- **Source passage**:
========================

The Tangent review by Clancy Weeks was also gratifying:

 “Of All Possible Worlds,” covers a lot of ground, selecting ingredients from several genres and mixing them in a perfect recipe of alternate worlds. Several times I was sure of the eventual outcome, only to find myself at square one again with no clue as to the possible resolution. To me, that’s the sign of a ripping good yarn.

The story consumed me for months; Sheila Williams at Asimov’s suggested the ending wasn’t quite right, confirming the verdict of all three of my writing workshops so I took another crack at it and the end result was, I think, better.

I will be releasing an expanded edition as an ebook with both endings in a few months, I think; the original ending, about a short stories worth of content, has a lot of stuff in it, and there’s an extra scene that I have wanted to write for awhile now.

I’ve gotten three or four nice notes on this blog about the story as well.

If you read and liked the piece, please feel free to head over to Goodreads and give it a rating and a short review. Anything to displace the one line written by the one guy there with the super grumpy looking avatar.

The No Pants Dream

One of the things I’m doing in this blog is talking about what it feels like to go from a person making an occasional sale to a semi pro or small press market to selling stories to bigger, national magazines. The August 2014 issue is the first time my name has appeared on the cover of Asimov’s; it’s my forth story published, and the longest piece of my career, a short novella.

========================

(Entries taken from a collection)
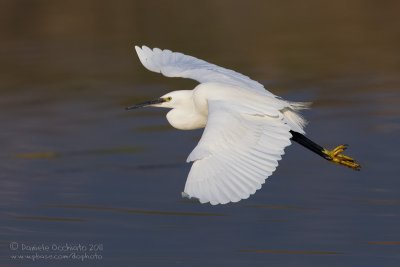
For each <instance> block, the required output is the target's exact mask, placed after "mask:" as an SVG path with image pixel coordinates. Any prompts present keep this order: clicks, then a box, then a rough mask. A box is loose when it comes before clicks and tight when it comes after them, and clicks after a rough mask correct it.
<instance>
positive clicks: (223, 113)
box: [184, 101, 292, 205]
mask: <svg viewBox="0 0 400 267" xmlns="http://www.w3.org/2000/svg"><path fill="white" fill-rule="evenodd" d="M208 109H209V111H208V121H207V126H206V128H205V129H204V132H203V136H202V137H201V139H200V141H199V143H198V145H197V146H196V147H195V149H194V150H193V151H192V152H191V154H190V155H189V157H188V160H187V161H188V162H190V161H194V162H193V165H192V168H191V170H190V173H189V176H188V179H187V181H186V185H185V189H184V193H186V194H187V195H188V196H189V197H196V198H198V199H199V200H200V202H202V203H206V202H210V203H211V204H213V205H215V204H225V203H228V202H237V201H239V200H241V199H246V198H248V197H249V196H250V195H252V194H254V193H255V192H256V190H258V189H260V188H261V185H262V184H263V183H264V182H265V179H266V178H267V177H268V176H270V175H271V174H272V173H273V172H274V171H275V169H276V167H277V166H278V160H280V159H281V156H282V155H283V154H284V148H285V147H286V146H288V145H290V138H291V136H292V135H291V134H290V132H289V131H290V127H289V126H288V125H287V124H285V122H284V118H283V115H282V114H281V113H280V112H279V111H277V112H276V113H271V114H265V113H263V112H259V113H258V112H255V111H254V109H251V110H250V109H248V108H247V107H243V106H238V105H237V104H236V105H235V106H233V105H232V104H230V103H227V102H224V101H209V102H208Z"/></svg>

========================

- **Required work**:
- 1) According to the blog post, who at Asimov's suggested that the story's ending wasn't quite right?
- 2) Return a passage from the blog post word for word, beginning at the words "I’ve gotten three" and stopping after the words "grumpy looking avatar.".
- 3) Carry the blog post about publishing a novella in Asimov's forward from its final sentence.

- **Answer section**:
- 1) Sheila Williams

- 2)
I’ve gotten three or four nice notes on this blog about the story as well.

If you read and liked the piece, please feel free to head over to Goodreads and give it a rating and a short review. Anything to displace the one line written by the one guy there with the super grumpy looking avatar.

- 3)
I’ve been hugely gratified to have three or four people tell me how much they liked the story on this site. Strangers, from hundreds of miles away. I can’t really tell you what that means to me, other than to say, it’s good.

When you first start writing you imagine readers and accolades and awards, if not tomorrow then some day. As life has it’s way with you, and you settle in for the long haul, you get over that. Writing becomes some part of you, a ritual, meaningful, part of the way you deal with the world, but, often for years, the only people who read what you write are a handful of work shoppers, friends and beta-readers. You forget, almost, that you intended for your work to be read by many.

Then, in some way, it happens, and thousands or tens of thousands or hundreds of thousands or millions of people read your words.

So I’m at tens of thousands now, optimistically.

But it hits you, that you’re out there. You’re putting yourself out there. Sure, it’s fiction. Sure, those characters aren’t you.

But really they’re all you.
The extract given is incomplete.